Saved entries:
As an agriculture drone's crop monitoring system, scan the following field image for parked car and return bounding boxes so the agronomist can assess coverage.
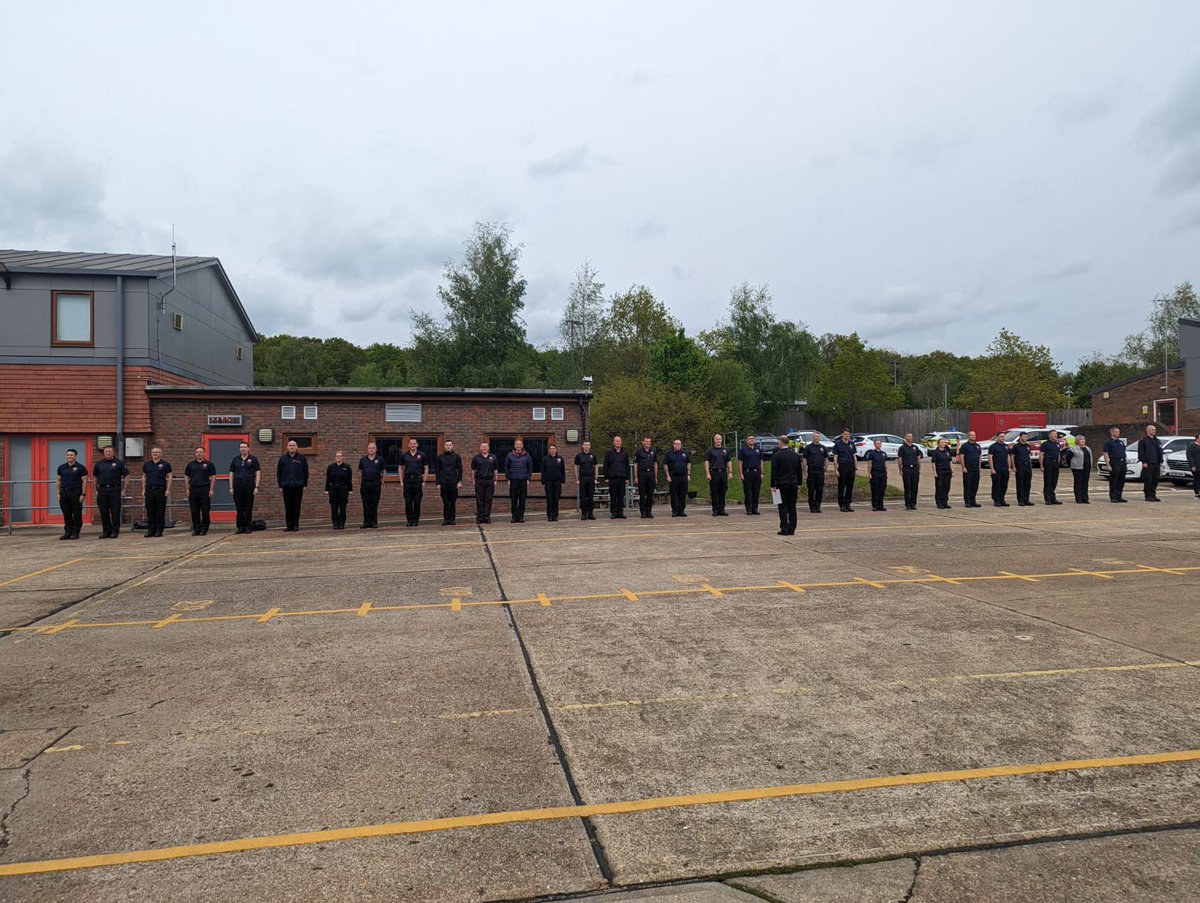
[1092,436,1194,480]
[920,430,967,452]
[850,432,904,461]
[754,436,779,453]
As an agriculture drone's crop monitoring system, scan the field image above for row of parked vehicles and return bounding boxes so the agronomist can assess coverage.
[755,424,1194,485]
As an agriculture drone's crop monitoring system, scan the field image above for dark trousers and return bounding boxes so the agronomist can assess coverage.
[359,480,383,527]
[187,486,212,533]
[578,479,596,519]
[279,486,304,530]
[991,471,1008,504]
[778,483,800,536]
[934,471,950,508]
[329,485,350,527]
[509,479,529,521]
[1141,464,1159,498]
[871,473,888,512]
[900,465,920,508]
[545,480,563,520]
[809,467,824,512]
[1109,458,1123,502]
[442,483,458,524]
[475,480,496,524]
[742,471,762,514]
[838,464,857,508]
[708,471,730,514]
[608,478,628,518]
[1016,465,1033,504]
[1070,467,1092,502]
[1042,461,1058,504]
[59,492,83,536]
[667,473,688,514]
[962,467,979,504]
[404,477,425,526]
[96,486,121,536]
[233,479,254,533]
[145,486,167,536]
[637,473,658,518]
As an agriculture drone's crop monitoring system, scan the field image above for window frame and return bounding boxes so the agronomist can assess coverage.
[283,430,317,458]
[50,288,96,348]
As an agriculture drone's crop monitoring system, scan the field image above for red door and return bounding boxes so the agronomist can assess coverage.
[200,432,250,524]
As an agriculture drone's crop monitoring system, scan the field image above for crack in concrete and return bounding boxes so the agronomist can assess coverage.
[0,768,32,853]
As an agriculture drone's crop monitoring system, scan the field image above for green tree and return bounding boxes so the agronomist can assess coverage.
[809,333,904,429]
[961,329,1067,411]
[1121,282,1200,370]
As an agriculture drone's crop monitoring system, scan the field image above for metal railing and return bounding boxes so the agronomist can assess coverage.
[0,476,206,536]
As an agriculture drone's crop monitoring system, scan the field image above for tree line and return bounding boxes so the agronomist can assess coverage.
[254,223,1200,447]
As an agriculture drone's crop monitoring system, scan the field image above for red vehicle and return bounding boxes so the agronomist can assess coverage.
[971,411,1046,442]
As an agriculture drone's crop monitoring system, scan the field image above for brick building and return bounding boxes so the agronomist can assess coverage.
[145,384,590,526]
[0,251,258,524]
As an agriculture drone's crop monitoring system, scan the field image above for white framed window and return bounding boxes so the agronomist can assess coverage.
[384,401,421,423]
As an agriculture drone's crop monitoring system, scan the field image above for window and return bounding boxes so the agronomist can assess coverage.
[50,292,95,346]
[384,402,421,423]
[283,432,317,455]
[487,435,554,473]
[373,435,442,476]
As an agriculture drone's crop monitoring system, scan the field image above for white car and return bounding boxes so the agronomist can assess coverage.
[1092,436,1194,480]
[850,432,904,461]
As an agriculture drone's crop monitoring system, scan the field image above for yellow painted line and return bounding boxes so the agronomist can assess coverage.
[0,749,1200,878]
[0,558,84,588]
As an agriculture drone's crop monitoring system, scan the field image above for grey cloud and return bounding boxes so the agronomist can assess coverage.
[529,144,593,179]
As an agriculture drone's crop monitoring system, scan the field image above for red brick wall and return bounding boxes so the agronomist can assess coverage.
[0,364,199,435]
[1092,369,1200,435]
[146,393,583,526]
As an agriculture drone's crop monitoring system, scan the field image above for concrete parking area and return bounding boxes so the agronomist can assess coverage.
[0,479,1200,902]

#### [Task description]
Gather every line of the entries above that contains the word "concrete". Case counts.

#### [Task output]
As an agriculture drone's crop monitoring system, scan the field image above for crack in concrete and return bounding boxes so the agronomist can assess coverage.
As an agriculture drone's crop monitoring system, scan the field image above for concrete parking area and return bounding boxes so the agronomist can assess coverage.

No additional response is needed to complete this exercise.